**Extract**
★ ★ ★

# 2.7t BOV or Diverter?



## VDub_Turbo (Mar 17, 2006)

Where can I buy Blow off valves or diverters for a friends a6 2.7t? And what would the difference between the two? Like sound and anyother things.


----------



## Massboykie (Aug 15, 2006)

*Re: 2.7t BOV or Diverter? (VDub_Turbo)*

Hey VDub
As far as I know it is rare to find a 2.7T with Blow-off valves. There are people that claim to have gotten this to work, but as far as I have read it is not the best thing for these machines.
As for diverter valves... are you planning to replace these with stock valves or billets? Stock valves run around $50 for the 710Ns each (you need two) and Billets around $150 each. Search the forums for 710N, you should find plenty info on them. As for the billets... They look sweet and everything, but IMHO they are not worth the extra money. I'm sure there will be people that diasagree.
Hope this helps
Cheers
Massboykie


----------



## VDub_Turbo (Mar 17, 2006)

What about getting a Forge 007 Diverter?

★ ★ ★

**Data provided**
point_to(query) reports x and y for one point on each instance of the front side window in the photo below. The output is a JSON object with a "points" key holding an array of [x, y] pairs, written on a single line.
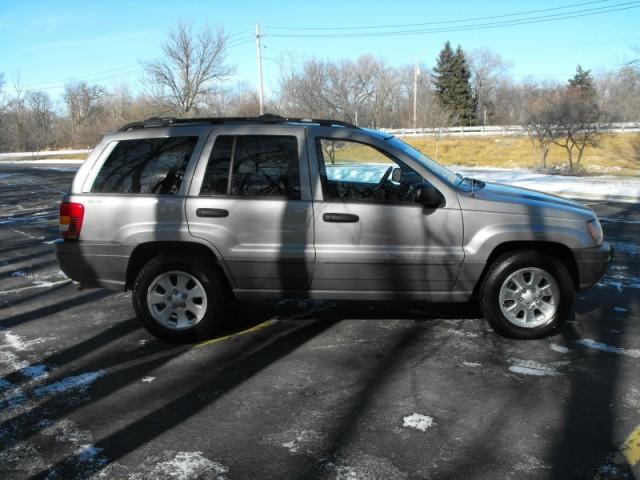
{"points": [[253, 166], [149, 165], [353, 171]]}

★ ★ ★

**Aim of the exercise**
Reproduce the entire forum thread about blow-off valves versus diverters for the 2.7T, word for word.

**Worked answer**
# 2.7t BOV or Diverter?



## VDub_Turbo (Mar 17, 2006)

Where can I buy Blow off valves or diverters for a friends a6 2.7t? And what would the difference between the two? Like sound and anyother things.


----------



## Massboykie (Aug 15, 2006)

*Re: 2.7t BOV or Diverter? (VDub_Turbo)*

Hey VDub
As far as I know it is rare to find a 2.7T with Blow-off valves. There are people that claim to have gotten this to work, but as far as I have read it is not the best thing for these machines.
As for diverter valves... are you planning to replace these with stock valves or billets? Stock valves run around $50 for the 710Ns each (you need two) and Billets around $150 each. Search the forums for 710N, you should find plenty info on them. As for the billets... They look sweet and everything, but IMHO they are not worth the extra money. I'm sure there will be people that diasagree.
Hope this helps
Cheers
Massboykie


----------



## VDub_Turbo (Mar 17, 2006)

What about getting a Forge 007 Diverter?